== Tu tarea ==
Escribe la continuación del texto sobre la necesidad de una ética para la transición ecológica, empezando justo después de su última oración.

== Texto ==
○ ○ ○ ○

La necesidad de una ética para la transición ecológica (Parte 1)
En el mes de abril de este año lanzamos la iniciativa del Programa de la Unión Europea EUROSOCIAL denominada Plaza de la Cohesión y la Innovación Social. Se ha tratado de seminarios, conversatorios, entrevistas, materiales didácticos, etc., esto es, un conjunto de actividades y recursos que intentar abordar una pregunta de fondo: ¿qué innovaciones deberían contemplar las políticas sociales ante las grandes transiciones globales que están marcando el curso actual de la historia humana? Innovaciones para reforzar su rol de garante de transiciones con justicia, es decir, para prevenir riesgos, proteger a personas y comunidades y generar condiciones para el bienestar.
Las transiciones consideradas en nuestro caso han sido solamente las siguientes tres: la ecológica (ante el cambio climático y la destrucción del ambiente), del mundo del trabajo (vinculada con el avance tecnológico) y de los cuidados (que se están haciendo notar como una nueva emergencia y necesidad por el declive demográfico y la agenda de igualdad de género). Hablamos de innovaciones de las políticas sociales porque si bien es cierto que, a lo largo de las últimas décadas, estas, indudablemente, han evolucionado, sus esquemas básicos han sido diseñados en el siglo pasado, cuando no obraban, o no lo hacían con la misma fuerza o evidencia, las megas tendencias que están revolucionando nuestras sociedades.
Un ejemplo entre muchos otros: el envejecimiento de la población y la contracción de la fuerza laboral hacen que se vayan reduciendo los aportes a la seguridad social que deben financiar por largos períodos de tiempo a un número creciente de personas retiradas del trabajo, según el esquema de reparto heredado del siglo XX. Esto plantea un problema mayúsculo de sostenibilidad.

○ ○ ○ ○

== Material extraído ==
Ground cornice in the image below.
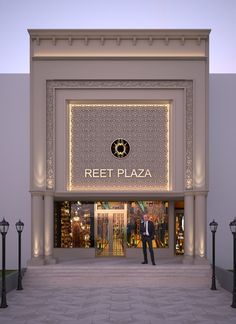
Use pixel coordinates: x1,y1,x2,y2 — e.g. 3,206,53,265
28,29,210,39
28,29,210,56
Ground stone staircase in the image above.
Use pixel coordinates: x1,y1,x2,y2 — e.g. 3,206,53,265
24,258,211,288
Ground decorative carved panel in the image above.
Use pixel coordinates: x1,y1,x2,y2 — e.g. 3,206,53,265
46,80,193,190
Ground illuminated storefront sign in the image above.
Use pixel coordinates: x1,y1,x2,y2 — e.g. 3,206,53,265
84,169,152,178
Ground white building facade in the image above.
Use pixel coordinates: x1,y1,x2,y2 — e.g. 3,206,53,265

○ ○ ○ ○

== Resultado de la tarea ==
La transición ecológica (o eco-social, como preferimos denominarla en la iniciativa recién mencionada), es otra de las grandes fuerzas transformadoras que obligan a repensar las políticas sociales. A continuación, voy a compartir algunas reflexiones relacionadas no tanto con nuestras propuestas en este campo, sino más bien, con la dificultad para dar el gran paso que exige la crisis climática y ambiental: modificar la relación entre el ser humano y la naturaleza. Para estas reflexiones, que han estado presentes en la iniciativa Eurosocial coordinada por el IILA, me baso ampliamente en algunas contribuciones del filósofo italiano Umberto Galimberti [1].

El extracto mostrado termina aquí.